Salah satu model menyikapi keberadaan masyarakat di wilayah hutan yang berkembang di ranah konservasi kehutanan adalah pengakuan suatu desa/ kampung sebagai suatu enclave di wilayah konservasi yang bersangkutan. Walaupun pengakuan sebagai enclave belum jelas benar dasar hukumnya, tetapi praktek yang berkembang di beberapa kawasan konservasi mungkin bisa menjadi rujukan. Selain itu masih ada perdebatan tentang enclave; sebagian pihak menafsirkan bahwa enclave berarti pengeluaran suatu wilayah dari wilayah konservasi yang bersangkutan sehingga aturan-aturan kehutanan tidak lagi berlaku disana dan lahan kemudian bisa dimiliki warga masyarakat, namun sebagian pihak yang lain memaknai enclave sebagai suatu zona khusus yang dapat dimanfaatkan oleh masyarakat tetapi tetap menjadi bagian dari kawasan konservasi sehingga pemanfaatannya tetap harus sesuai dengan aturan-aturan kehutanan yang berlaku. Jika kita menyimak Peraturan Pemerintah No. 34 Tahun 2002 tentang Tata Hutan dan Penyusunan Rencana Pengelolaan Hutan, Pemanfaatan Hutan dan Penggunaan Kawasan Hutan, kita menemukan bahwa perencanaan hutan produksi juga bisa mencakup rancangan batas enclave. Namun ternyata pula bahwa Kepmenhut No. 70/Kpts-II/2001 tentang Penetapan Kawasan Hutan, Perubahan Status dan Fungsi Kawasan Hutan yang menyebutkan bahwa suatu kawasan hutan produksi dapat di konversi, namun tidak boleh menimbulkan enclave. e.

Instruksi Singkat A: Saring data di bawah dan salin setiap baris yang memuat kata "green". Huruf besar dan kecil dibedakan.

Data Tugas:
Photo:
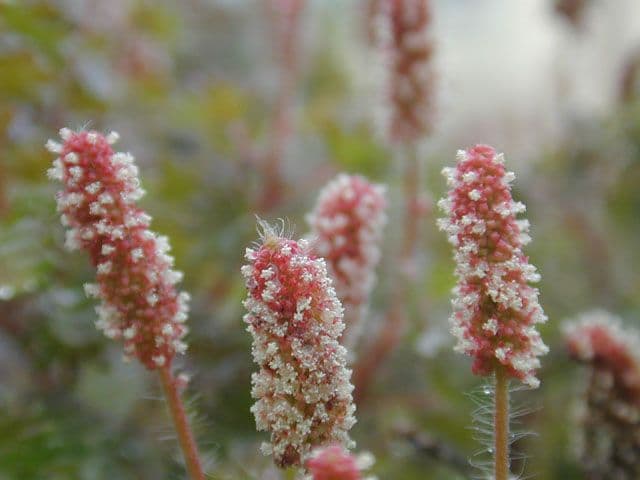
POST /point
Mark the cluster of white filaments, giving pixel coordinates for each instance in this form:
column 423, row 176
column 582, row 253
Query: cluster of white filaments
column 494, row 308
column 303, row 387
column 346, row 229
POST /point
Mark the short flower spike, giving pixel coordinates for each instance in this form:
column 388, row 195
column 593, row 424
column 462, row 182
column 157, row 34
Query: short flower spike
column 303, row 387
column 495, row 310
column 408, row 48
column 135, row 279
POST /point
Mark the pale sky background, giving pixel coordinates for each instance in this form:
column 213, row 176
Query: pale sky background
column 512, row 73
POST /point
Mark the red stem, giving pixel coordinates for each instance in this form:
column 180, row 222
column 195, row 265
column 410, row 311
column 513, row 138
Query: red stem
column 288, row 43
column 501, row 426
column 181, row 423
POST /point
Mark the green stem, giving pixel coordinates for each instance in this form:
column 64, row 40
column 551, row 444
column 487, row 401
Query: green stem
column 501, row 426
column 181, row 423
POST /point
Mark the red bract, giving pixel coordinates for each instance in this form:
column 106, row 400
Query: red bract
column 409, row 50
column 135, row 281
column 303, row 387
column 346, row 229
column 495, row 309
column 335, row 463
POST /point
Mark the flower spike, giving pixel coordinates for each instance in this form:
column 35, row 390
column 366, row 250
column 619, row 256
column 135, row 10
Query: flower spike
column 495, row 310
column 346, row 229
column 303, row 388
column 135, row 280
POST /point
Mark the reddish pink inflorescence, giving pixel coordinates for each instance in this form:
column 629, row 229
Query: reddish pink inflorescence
column 346, row 229
column 599, row 339
column 608, row 412
column 303, row 387
column 335, row 463
column 135, row 279
column 495, row 309
column 406, row 43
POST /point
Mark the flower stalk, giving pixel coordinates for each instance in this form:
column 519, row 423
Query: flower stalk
column 181, row 423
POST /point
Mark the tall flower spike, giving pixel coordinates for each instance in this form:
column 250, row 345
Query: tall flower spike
column 495, row 309
column 609, row 414
column 346, row 229
column 135, row 279
column 303, row 387
column 408, row 51
column 335, row 463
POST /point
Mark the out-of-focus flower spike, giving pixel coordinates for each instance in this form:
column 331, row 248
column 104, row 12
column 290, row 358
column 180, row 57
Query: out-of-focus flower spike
column 135, row 281
column 495, row 309
column 346, row 230
column 408, row 50
column 302, row 389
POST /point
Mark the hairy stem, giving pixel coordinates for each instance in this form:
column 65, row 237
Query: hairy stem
column 501, row 426
column 181, row 423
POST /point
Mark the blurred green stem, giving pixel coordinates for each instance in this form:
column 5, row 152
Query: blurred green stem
column 501, row 426
column 181, row 423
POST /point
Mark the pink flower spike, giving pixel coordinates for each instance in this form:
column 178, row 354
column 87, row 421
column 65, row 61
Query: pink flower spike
column 495, row 309
column 335, row 463
column 135, row 280
column 346, row 229
column 303, row 387
column 598, row 338
column 408, row 48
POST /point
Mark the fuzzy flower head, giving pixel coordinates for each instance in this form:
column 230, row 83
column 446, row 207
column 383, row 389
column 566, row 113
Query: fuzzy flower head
column 495, row 309
column 346, row 229
column 335, row 463
column 303, row 387
column 135, row 282
column 408, row 50
column 608, row 416
column 598, row 339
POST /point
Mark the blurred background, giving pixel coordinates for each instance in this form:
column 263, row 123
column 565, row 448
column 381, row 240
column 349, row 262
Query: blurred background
column 205, row 94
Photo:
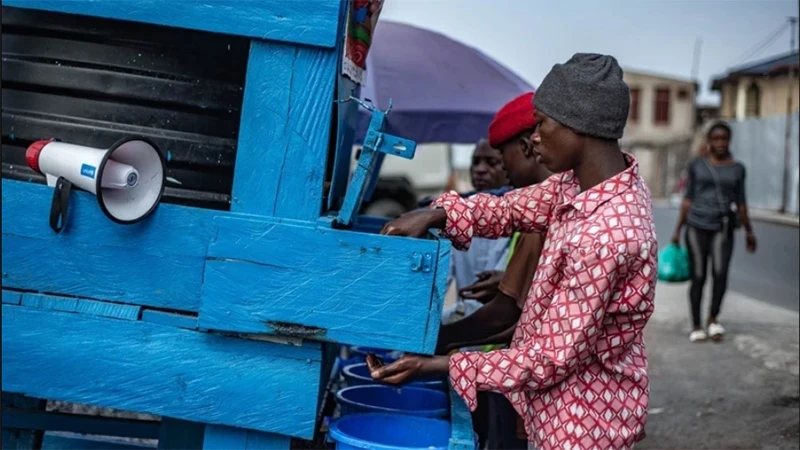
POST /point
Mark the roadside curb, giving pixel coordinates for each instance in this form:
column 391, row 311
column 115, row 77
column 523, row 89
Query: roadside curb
column 756, row 215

Instruksi Singkat B: Lanjutkan teks tentang enclave di kawasan konservasi hutan, mulai setelah kalimat terakhirnya.

Jawaban Tugas A:
Mark the green stem, giving pixel coordinates for each instance in this form:
Query: green stem
Mark the blurred green stem, giving pixel coordinates for each instance in this form:
Query: blurred green stem

Jawaban Tugas B:
Litigasi; Menggugat Keabsahan Konsesi Hak Pengusahaan Hutan
Penetapan wilayah konsesi kehutanan — sebagaimana tergambar pada peta-peta yang pada saat ini menggambarkan wilayah konsesi HPH dan batas antara konsesi —sesungguhnya belum dapat dianggap sebagai penetapan yang sah karena lahan kehutanan dimana konsesi diberikan pun belum dipastikan sebagai lahan kehutanan. Proses tataguna hutan kesepakatan (TGHK) sebagaimana dipersyaratkan oleh aturan-aturan kehutanan belum pernah dilaksanakan, namun wilayah yang kemudian menjadi konsesi dengan serta-merta dianggap tanah negara berhutan dibawah jurisdiksi Departemen Kehutanan. Artinya, bisa jadi Departemen Kehutanan memberikan konsesi diatas lahan yang belum tentu menjadi jurisdiksinya. Dalam proses TGHK, semestinya baik wilayah hutan pada tanah negara maupun wilayah masyarakat semestinya dipetakan. Namun karena hal itu tidak dilaksanakan, keabsahan konsesi, bahkan keabsahan wilayah jurisdiksi Dephut sesungguhnya dapat dipertanyakan. Pilihan ini secara teoretis dapat dilakukan melalui pengadilan tata-usaha negara. Jika hal ini dapat dilakukan, maka keputusan pengadilan bisa memberikan kepastian hukum bagi semua pemangku kepentingan, tetapi pertanyaannya, siapakah yang bersedia melakukannya? f.
Memperjuangkan Pelaksanaan Proses Penetapan Tata Batas Kehutanan
Di propinsi Kalimantan Timur penetapan tata-batas kawasan kehutanan sebagaimana disyaratkan oleh proses TGHK 82 yang diperbaharui dengan PKHP tahun 200? sesungguhnya belum dilaksanakan. Dalam pelaksanaannya disyaratkan adanya tim tata-batas yang diketuai oleh Bupati dan mencakup perwakilan para pemangku kepentingan. Juga dalam prosesnya, konsultasi dengan masyarakat menjadi salah satu kewajiban. Artinya, dalam proses 46
Draft # 7 – 5 Januari 2010 penatabatasan ini sebenarnya tim tata-batas yang dibentuk dapat membuat catatan tentang keberadaan masyarakat dalam wilayah yang sedang dipetakan tata-batasnya, dan kemudian permasalahan itu dapat diselesaikan. Pilihan inipun pilihan yang secara teoretis benar. Namun proses tata-batas bukanlah proses yang mudah karena menyangkut kewenangan Pemerintah Pusat dan berbenturan dengan kenyataan bahwa konsesi telah diberikan. Tentu jika proses TGHK itu kemudian membenarkan wilayah kewenangan Departemen Kehutanan, dan tata-batas hutan dapat diselesaikan, maka proses pemberian konsesi (ulang) dapat dilaksanakan dengan mempertimbangkan keberadaan masyarakat di wilyah yang bersangkutan. g.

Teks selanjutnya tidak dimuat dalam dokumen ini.